Revise the lines between the one holding "In this exercise you will locate the blonde" and the one holding "point(204, 206)", inclusive, changing every "Query" to "Target" and keeping everything else as it is. Return only those lines, with the pictures left out.

Input:
=-=-=-=-=
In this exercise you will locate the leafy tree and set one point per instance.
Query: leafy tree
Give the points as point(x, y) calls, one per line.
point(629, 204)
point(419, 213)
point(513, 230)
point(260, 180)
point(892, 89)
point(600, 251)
=-=-=-=-=
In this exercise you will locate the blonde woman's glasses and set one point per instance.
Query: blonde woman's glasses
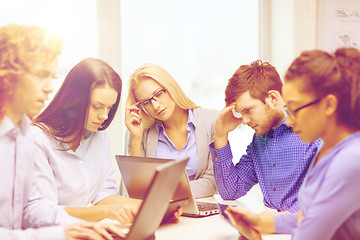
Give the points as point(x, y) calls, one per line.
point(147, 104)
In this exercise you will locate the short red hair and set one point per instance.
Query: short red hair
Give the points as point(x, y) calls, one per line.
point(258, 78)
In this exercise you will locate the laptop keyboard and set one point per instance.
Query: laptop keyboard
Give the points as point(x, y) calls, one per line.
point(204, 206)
=-=-=-=-=
Response to this task:
In this exercise you will locate the blonde woman's glasses and set one point per instance.
Target: blonde woman's glasses
Give the points as point(x, y) calls, one per line.
point(147, 104)
In this exercise you will locate the short red hair and set one point per instance.
Target: short red hair
Give the points as point(x, y) calls, one per line.
point(258, 78)
In this exercise you will locate the laptop keyboard and set one point per instance.
Target: laptop keyboard
Give the points as point(x, y) calls, one per line.
point(204, 206)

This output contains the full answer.